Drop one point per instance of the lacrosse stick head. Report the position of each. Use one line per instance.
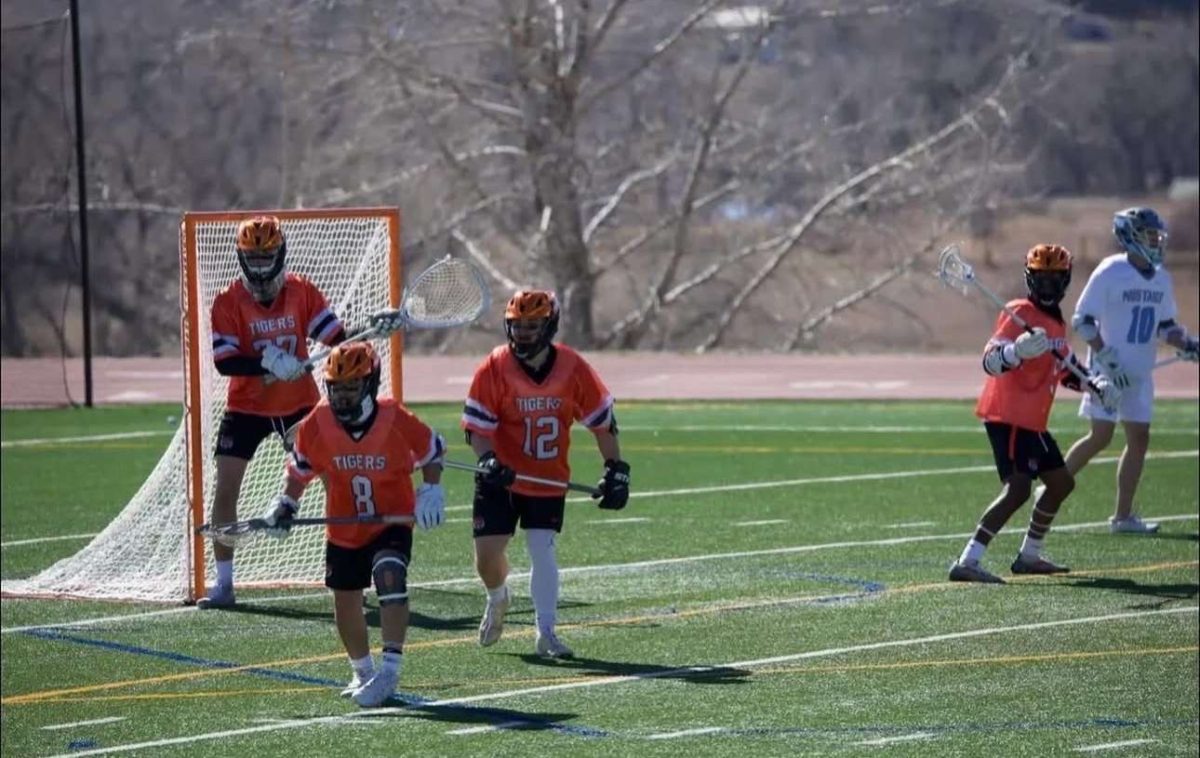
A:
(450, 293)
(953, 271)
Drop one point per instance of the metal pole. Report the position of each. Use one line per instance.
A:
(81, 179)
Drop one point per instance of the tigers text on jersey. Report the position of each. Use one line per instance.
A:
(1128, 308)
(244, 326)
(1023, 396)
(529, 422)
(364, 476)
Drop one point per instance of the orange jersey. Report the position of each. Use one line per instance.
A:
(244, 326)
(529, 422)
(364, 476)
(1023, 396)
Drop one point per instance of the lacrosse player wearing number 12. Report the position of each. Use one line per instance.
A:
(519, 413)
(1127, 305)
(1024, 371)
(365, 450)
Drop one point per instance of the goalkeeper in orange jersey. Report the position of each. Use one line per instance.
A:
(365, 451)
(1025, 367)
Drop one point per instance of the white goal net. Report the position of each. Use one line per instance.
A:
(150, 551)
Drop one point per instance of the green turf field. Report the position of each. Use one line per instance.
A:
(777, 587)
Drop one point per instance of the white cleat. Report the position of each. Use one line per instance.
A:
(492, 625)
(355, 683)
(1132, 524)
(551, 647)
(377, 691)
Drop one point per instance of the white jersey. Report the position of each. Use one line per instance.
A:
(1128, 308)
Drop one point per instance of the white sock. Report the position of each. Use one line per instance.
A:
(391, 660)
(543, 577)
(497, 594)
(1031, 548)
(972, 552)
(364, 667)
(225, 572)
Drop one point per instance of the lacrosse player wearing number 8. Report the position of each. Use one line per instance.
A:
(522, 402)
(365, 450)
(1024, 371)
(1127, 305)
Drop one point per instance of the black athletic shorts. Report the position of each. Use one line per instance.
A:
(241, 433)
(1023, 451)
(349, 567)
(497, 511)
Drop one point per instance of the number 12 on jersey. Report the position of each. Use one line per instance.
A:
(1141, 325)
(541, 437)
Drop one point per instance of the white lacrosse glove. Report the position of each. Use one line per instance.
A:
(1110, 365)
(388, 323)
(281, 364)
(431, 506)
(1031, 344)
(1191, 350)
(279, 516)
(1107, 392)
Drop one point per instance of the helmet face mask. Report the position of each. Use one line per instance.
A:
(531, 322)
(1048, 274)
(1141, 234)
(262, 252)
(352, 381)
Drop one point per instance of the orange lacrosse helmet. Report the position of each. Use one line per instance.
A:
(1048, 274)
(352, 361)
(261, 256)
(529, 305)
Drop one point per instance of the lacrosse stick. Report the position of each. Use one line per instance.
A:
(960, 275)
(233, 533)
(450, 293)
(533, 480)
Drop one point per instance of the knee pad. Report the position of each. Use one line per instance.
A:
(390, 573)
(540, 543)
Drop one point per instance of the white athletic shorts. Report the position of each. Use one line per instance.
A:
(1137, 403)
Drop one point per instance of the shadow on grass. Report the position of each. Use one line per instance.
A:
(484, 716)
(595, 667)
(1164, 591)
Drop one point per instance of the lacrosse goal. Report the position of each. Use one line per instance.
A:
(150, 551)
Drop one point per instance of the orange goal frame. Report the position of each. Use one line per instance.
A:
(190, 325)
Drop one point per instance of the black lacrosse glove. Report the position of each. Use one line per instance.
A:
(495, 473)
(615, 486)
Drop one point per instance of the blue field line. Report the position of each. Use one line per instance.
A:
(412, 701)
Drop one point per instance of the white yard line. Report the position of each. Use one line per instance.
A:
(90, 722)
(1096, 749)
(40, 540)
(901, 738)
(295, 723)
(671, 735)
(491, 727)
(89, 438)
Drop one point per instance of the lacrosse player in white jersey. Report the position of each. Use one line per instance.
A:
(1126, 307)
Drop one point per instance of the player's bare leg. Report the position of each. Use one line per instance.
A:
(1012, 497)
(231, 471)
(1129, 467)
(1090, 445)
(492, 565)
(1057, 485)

---

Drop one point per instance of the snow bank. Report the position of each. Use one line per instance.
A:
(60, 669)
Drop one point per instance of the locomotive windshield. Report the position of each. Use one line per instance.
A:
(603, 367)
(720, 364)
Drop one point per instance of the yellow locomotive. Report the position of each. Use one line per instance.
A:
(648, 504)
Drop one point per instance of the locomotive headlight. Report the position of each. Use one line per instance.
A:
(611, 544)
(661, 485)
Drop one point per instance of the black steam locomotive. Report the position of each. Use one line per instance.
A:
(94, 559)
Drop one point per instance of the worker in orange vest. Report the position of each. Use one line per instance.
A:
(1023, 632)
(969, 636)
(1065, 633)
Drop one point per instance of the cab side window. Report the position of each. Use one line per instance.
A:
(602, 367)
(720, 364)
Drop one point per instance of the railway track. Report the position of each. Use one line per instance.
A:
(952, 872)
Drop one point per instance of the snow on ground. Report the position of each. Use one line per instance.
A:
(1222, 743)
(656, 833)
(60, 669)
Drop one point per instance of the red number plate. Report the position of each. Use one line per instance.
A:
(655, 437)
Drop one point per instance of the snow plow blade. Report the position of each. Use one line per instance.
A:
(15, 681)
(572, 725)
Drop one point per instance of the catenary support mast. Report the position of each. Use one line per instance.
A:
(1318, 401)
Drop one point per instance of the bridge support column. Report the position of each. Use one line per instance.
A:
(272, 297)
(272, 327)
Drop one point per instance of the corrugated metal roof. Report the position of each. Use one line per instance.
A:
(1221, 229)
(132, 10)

...

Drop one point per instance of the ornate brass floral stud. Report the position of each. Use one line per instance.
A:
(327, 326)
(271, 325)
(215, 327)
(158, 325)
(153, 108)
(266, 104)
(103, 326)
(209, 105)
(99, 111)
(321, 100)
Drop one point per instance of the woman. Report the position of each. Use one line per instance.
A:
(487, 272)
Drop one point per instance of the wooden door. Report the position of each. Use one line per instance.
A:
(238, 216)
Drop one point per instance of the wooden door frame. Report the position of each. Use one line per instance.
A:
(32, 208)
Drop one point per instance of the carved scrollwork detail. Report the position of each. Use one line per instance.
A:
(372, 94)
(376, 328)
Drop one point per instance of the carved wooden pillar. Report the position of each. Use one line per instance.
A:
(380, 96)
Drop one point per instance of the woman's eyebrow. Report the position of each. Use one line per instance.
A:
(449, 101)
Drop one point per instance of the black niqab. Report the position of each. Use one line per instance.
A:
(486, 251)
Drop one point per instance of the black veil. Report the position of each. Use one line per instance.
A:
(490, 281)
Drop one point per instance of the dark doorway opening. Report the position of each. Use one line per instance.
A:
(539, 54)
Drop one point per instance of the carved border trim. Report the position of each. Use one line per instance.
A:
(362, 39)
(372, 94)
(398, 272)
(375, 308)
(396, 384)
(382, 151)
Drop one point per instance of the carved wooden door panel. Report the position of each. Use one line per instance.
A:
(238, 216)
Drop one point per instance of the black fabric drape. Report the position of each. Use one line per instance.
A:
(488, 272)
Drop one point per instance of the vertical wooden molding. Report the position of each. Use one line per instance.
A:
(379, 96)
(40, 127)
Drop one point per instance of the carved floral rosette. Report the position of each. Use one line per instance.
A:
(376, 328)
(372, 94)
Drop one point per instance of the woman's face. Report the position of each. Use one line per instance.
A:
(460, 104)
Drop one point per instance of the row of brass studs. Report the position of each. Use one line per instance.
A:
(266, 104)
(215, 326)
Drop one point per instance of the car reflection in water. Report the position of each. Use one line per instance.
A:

● **WORK REQUEST**
Everything starting at the line containing "Drop one point per instance of the woman." and ending at the line containing "Drop one point per instance of the woman's eyebrow." in the records above should be repeated exactly, and only that.

● **YOUR RESPONSE**
Drop one point per instance of the woman. Report the position of each. Use one line per instance.
A:
(487, 272)
Drop one point per instance of the wooden door. Report the position of each. Use one line per instance.
A:
(238, 216)
Drop one point per instance of the wooden door frame. Report the position of each. Use one line per instance.
A:
(32, 208)
Drop one point per instance of the carved scrollwork detail. Report the position of each. Use one line per instance.
A:
(372, 94)
(376, 328)
Drop one point per instance of the carved wooden pillar. Report the position of each. Use one line per instance.
A:
(380, 96)
Drop one point per instance of the woman's eyebrow. Report the position of each. Use one line per instance.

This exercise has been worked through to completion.